_The request_
Answer these questions using the ad discussion, and number each answer to match its question.
1. Which company's billboard campaign is described at the start?
2. What did the yoghurt label in the supermarket proudly state?
3. Whose ads show guys humiliating their friends?

start Text section

The current billboard campaign for Ask Jeeves shows a guy sitting on a stool in what looks like La Senza (upmarket knickers and bra shop) looking utterly dejected as he trails his wife/girlf around on a shopping trip. The message (one assumes) is shop online, don't get bored.

BUT WHAT COULD BE BETTER than going shopping for saucy scants? That would make up for looking at shoe and handbags and saying "mmm... yes, that one!" for hours on end. It'd be "finally, something we can BOTH enjoy"... and it'd be the only time I'd actually WANT to see endless trips to the changing rooms "what about these? should I try the turquoise?" "not half! Tell you what get them both... actually BUY THEM ALL!"
 
 
Linus Dunce
00:42 / 01.12.03
Yes, gurl's kneckers are best enjoyed in 3D.

I saw a yoghurt in the supermarket that proudly stated on the label, "No fruit bits!"
 
 
Linus Dunce
00:48 / 01.12.03
And what about those WKD ads where the guys humiliate their friends? Yuk yuk yuk. Not only is it a poor ad for the product and social drinking in general, it marks out any consumer dumb enough to buy it as a complete wanker. Thinking about it though, that's quite useful, forewarned is forearmed and all that.

end Text section
start Dataset

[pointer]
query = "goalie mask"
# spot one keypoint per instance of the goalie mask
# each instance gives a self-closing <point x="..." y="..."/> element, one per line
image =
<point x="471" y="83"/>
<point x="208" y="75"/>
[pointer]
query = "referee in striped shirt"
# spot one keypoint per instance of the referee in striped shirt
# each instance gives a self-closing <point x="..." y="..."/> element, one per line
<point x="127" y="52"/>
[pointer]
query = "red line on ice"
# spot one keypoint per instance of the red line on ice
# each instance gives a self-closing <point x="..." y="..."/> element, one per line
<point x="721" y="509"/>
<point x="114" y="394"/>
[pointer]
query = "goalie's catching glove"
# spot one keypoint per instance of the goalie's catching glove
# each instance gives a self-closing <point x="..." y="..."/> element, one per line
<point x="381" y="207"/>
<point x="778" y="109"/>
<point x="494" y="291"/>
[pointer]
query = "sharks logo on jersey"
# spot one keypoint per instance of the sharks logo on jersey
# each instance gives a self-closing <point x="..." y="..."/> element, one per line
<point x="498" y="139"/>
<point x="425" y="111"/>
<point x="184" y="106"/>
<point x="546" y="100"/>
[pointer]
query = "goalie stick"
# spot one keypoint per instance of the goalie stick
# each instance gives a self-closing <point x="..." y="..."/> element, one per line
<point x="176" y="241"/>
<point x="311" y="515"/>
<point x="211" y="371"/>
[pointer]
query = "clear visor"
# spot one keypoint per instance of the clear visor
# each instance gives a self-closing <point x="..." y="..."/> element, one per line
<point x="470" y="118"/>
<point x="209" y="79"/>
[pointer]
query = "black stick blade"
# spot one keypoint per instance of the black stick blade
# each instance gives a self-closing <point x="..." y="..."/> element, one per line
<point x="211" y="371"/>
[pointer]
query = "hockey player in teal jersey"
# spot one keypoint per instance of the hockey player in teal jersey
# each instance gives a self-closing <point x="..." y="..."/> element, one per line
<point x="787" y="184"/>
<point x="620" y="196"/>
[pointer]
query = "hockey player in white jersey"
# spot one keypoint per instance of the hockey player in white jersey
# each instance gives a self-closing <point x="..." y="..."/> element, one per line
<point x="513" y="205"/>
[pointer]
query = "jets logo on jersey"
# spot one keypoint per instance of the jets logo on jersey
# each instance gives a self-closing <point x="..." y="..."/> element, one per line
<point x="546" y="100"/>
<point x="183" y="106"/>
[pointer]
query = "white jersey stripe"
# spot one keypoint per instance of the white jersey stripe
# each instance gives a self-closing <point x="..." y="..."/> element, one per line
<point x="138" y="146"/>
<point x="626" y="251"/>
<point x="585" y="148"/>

end Dataset

_Answer to the exercise_
1. Ask Jeeves
2. "No fruit bits!"
3. WKD